Australia is already well-known for its amazing variety of poisonous creatures, and now scientists have added one more snake to the list. The snake is called Acanthophis cryptamydros, also known as the Kimberley death adder.
As the name implies, the poisonous reptilian originates from Kimberley, Australia, which is in the northwestern portion of the continent, and its victims are added to the death toll of poisonous snakes.
Scientists previously believed that all of the death adder snakes were members of the same species. However, during a recent study of the snakes in the region, scientists discovered that the Kimberley death adder was a separate species altogether. The Kimberley death adder has more in common with death adders from the desert than it does with its closest relatives in terms of genetics, which usually reside in forests and woodlands.
Amphibian scientists Paul Doughty said, “These snakes are super-camouflaged; its idea is to look like a rock or a bunch of leaves. Unlike a brown snake they aren’t designed for speed at all, they are quite slow. They use their tail like a lure, they will dangle it down while it’s hidden until a lizard or something comes close and then it will strike.”
Paul Doughty was part of the team of scientists that helped identify the snake.
The Kimberley death adder is orange in color, and it has diamond-shaped heads and scales. The color and texture of the snake help it blend in with the terrain on the desert. The snake is extremely venomous, so much so that is apparently one of the ten deadliest snakes in the world.
Ironically, all of these snakes live in Australia.
The newly discovered snake is also said to be extremely rare.
Kimberley has been a great location for scientists who want to discover new species of amphibians. Since 2006, researchers have discovered six new species of frogs, several new species of geckos and the smallest goanna in the world.
Doughty says, “The Kimberley is an isolated corner of Australia with relic species clinging on for millions of years. There is a huge untapped diversity that we’re just getting a handle on. I could easily point to 20 or 30 specimens we have here that haven’t been described. I won’t run out of things to describe from the Kimberley in my career and my successor won’t run out either.”
Only one live sighting of a Kimberley death adder has been reported in the wild so far. It’s likely that the territory of the serpent is being threatened by fire, wild cattle, and the cane toad plague.

(Phrase grounding data)
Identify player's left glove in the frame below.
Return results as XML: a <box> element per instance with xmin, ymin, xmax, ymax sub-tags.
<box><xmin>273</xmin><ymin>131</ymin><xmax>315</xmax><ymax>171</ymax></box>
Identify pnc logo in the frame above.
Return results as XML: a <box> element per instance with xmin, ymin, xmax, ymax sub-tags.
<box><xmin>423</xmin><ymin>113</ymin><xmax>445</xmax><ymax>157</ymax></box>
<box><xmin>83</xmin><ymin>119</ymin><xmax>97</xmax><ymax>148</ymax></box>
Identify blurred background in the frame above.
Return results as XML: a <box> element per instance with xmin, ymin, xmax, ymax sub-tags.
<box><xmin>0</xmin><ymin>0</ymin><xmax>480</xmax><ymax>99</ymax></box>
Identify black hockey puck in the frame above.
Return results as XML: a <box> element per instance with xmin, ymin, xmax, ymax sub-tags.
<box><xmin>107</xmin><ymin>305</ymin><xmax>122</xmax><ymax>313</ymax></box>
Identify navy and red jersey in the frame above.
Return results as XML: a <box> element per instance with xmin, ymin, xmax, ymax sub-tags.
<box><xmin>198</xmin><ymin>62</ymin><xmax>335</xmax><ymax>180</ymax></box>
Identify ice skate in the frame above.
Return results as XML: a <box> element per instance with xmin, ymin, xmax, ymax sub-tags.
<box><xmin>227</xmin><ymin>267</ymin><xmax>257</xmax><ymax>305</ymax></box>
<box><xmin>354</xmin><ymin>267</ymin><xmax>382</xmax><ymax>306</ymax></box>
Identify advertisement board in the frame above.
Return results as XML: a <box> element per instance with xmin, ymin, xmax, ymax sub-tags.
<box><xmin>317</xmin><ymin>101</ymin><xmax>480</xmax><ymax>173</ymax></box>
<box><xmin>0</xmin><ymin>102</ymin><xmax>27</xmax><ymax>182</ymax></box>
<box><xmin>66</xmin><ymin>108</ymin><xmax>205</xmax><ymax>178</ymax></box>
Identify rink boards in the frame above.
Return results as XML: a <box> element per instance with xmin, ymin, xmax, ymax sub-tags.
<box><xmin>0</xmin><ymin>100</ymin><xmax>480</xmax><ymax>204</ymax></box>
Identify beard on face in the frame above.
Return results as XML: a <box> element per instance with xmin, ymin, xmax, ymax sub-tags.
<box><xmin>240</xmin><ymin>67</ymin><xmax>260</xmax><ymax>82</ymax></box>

*Action item A:*
Answer these questions from the article on the Kimberley death adder:
(i) What is the scientific name of the Kimberley death adder?
(ii) Since 2006, how many new species of frogs have researchers discovered in the Kimberley?
(iii) How many live sightings of a Kimberley death adder have been reported in the wild so far?
*Action item B:* List every threat to the serpent's territory that the article on the Kimberley death adder names.
*Action item C:* Duplicate the article on the Kimberley death adder word for word between "Amphibian scientists Paul" and "live in Australia.", inclusive.

*Exercise response A:*
(i) Acanthophis cryptamydros
(ii) Six
(iii) One

*Exercise response B:*
- Fire
- Wild cattle
- The cane toad plague

*Exercise response C:*
Amphibian scientists Paul Doughty said, “These snakes are super-camouflaged; its idea is to look like a rock or a bunch of leaves. Unlike a brown snake they aren’t designed for speed at all, they are quite slow. They use their tail like a lure, they will dangle it down while it’s hidden until a lizard or something comes close and then it will strike.”
Paul Doughty was part of the team of scientists that helped identify the snake.
The Kimberley death adder is orange in color, and it has diamond-shaped heads and scales. The color and texture of the snake help it blend in with the terrain on the desert. The snake is extremely venomous, so much so that is apparently one of the ten deadliest snakes in the world.
Ironically, all of these snakes live in Australia.